TO DO ▸
A) Summarize the discussion about the AIDS vaccine in two sentences.
B) Quote the part of the AIDS vaccine discussion from "But it also" to "for national security.".
C) In the discussion about the AIDS vaccine, how many successful Phase 3 trials does FDA approval generally require?

DOCUMENT PASSAGE ▸
++++++

This sounds like it's entering Phase 1 testing. Phase 1 testing is where the drug is tested on healthy volunteers to monitor its effects on humans and whether it's safe and could potentially work. Next it moves on to Phase 2, where the drug's efficacy is tested in addition to safety, in a small number of patients. If a drug succeeds there, it will then move into Phase 3 trials with, usually, hundreds or even thousands of patients. FDA approval generally requires two such Phase 3 trials to succeed. The whole process can take ten years and drugs can and do frequently fail along the way. I wish I had the statistic on hand, but I'd estimate less than 20% of drugs entering Phase 1 trials make it all the way.
This is pretty amazing news if true.
Imagine the flow-on social effects of aids being reduced (or even eradicated!) in africa. Less orphans brings less poverty brings higher education, less violence, it really is going to be a big deal when someone finally makes an aids cure
I'm curious a to why this vaccine has been worked in at Los Alamos which is a national security orientated government laboratory. (US government, of course)
On the one hand it makes sense - AIDS/HIV is a national security issue in many ways - I just wonder what that means for everyone outside of the US. If the US government owns the vaccine, are they going to share it openly and without prejudice to any other countries that want it? Even Iran?
But it also makes you wonder, then, whether there is merit in donating to AIDS/HIV research charities if any significant break-throughs are going to be snapped up by the government as matters for national security.
I think there's an easier explanation than national security. There's a huge variety of research going on at all the National Labs. Their place within the Department of Energy motivates the development of unique energy-related resources (supercomputing, particle accelerators, you name it) which then find uses in fields like biology. At first glance, it looks like LANL's computing expertise facilitated this vaccine research.
Very probably. Point still stands though, what's the point of funding independent AIDS/HIV research if the government is funding it on a national security agenda.

++++++

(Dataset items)
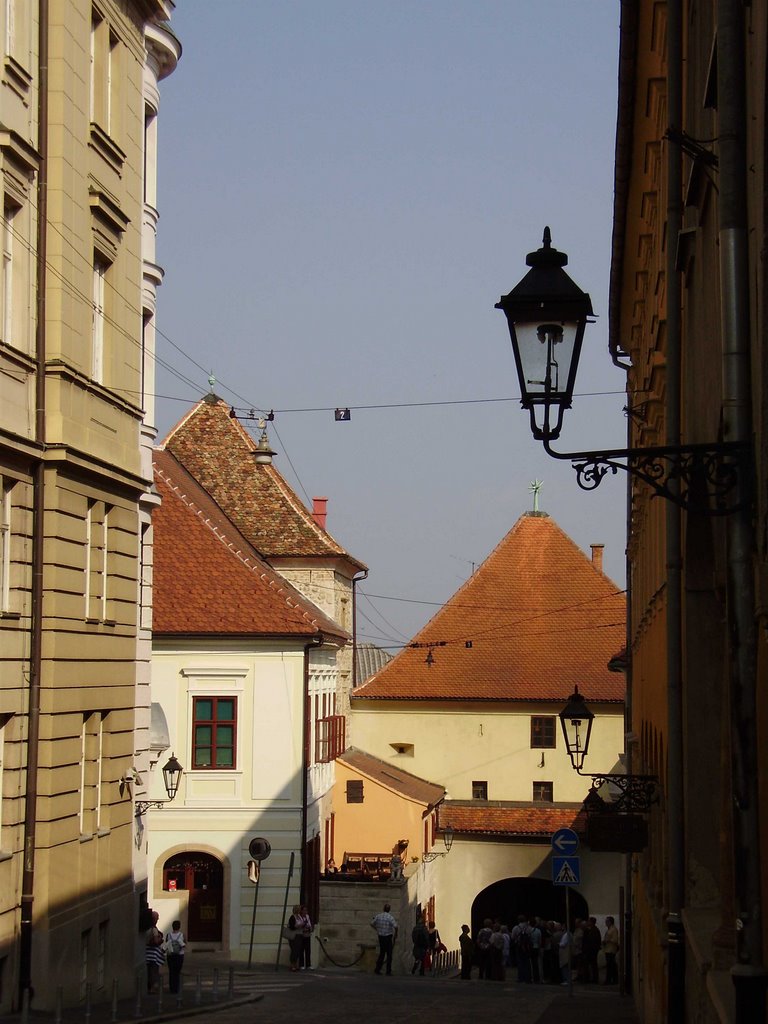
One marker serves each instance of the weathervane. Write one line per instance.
(535, 487)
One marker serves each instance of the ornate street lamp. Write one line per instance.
(172, 771)
(632, 793)
(448, 839)
(547, 313)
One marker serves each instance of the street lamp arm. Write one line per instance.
(636, 793)
(715, 469)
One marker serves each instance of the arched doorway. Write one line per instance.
(203, 877)
(510, 897)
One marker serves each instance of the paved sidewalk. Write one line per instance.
(339, 996)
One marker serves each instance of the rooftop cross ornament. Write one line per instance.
(535, 487)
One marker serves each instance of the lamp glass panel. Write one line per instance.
(545, 343)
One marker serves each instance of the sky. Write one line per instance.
(345, 190)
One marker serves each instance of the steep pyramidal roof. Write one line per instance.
(208, 580)
(217, 451)
(535, 620)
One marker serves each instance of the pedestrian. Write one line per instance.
(483, 949)
(610, 948)
(420, 939)
(536, 950)
(305, 926)
(386, 928)
(522, 945)
(496, 957)
(395, 865)
(467, 949)
(154, 953)
(295, 938)
(174, 951)
(591, 943)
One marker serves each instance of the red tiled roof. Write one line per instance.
(535, 620)
(393, 778)
(496, 819)
(217, 452)
(209, 580)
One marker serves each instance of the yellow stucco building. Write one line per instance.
(78, 109)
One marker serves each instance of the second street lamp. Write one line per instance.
(547, 313)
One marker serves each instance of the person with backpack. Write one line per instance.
(483, 949)
(522, 943)
(174, 950)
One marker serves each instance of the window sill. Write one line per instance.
(17, 77)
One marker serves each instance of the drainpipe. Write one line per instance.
(316, 641)
(749, 973)
(355, 581)
(38, 531)
(675, 744)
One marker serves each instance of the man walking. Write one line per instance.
(386, 928)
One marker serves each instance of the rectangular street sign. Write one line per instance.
(566, 870)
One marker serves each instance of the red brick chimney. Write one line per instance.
(597, 556)
(318, 511)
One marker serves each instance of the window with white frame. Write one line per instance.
(98, 327)
(6, 488)
(96, 560)
(214, 732)
(91, 772)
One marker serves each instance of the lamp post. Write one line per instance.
(172, 771)
(631, 793)
(547, 313)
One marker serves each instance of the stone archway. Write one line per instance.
(202, 876)
(510, 897)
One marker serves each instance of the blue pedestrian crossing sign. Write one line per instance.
(566, 870)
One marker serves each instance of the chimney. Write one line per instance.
(597, 556)
(318, 511)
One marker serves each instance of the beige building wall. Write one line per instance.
(459, 744)
(379, 822)
(75, 443)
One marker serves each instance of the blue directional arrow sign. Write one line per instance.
(564, 842)
(566, 870)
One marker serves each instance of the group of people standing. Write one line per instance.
(424, 936)
(541, 951)
(160, 950)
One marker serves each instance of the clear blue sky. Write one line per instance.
(345, 190)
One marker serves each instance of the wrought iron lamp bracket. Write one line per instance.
(142, 806)
(682, 474)
(429, 857)
(636, 794)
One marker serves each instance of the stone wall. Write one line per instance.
(344, 930)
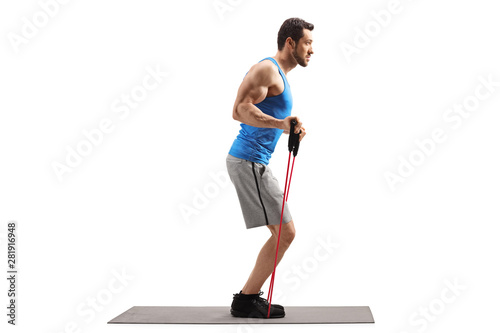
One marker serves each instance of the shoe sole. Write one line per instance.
(256, 315)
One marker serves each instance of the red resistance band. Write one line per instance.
(293, 145)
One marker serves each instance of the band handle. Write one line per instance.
(293, 139)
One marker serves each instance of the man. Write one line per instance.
(263, 105)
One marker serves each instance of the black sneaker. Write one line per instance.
(254, 306)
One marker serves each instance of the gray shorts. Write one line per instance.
(260, 195)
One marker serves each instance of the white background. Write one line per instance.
(119, 210)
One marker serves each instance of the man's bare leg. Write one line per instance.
(264, 265)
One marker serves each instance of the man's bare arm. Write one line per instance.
(253, 90)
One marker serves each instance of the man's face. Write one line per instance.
(303, 49)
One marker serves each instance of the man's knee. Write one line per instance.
(287, 234)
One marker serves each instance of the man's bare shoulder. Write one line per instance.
(264, 71)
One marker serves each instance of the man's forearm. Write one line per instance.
(249, 114)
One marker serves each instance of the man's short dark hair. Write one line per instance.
(294, 28)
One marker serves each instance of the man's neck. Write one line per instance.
(287, 63)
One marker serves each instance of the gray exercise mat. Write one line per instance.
(221, 315)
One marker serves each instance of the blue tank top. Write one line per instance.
(256, 144)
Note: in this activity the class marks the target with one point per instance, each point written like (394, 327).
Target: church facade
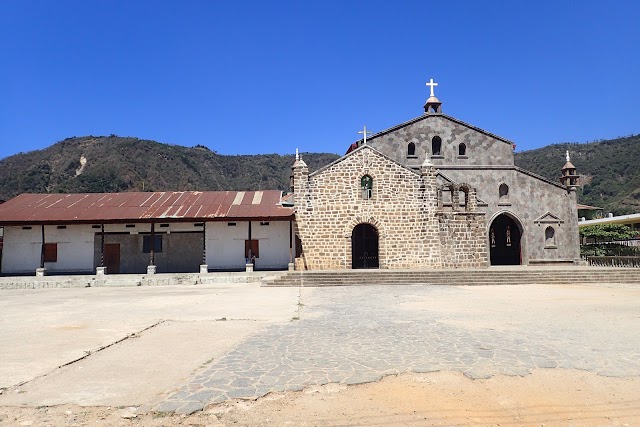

++++++

ANSWERS TO THIS EXERCISE ▸
A) A drug goes through Phase 1 testing on healthy volunteers for safety, Phase 2 testing of efficacy and safety in a small number of patients, and Phase 3 trials with hundreds or thousands of patients, a process that can take ten years. Commenters question why the vaccine was worked on at Los Alamos, a national security laboratory, and one suggests that the lab's computing expertise is the easier explanation.

B)
But it also makes you wonder, then, whether there is merit in donating to AIDS/HIV research charities if any significant break-throughs are going to be snapped up by the government as matters for national security.

C) Two.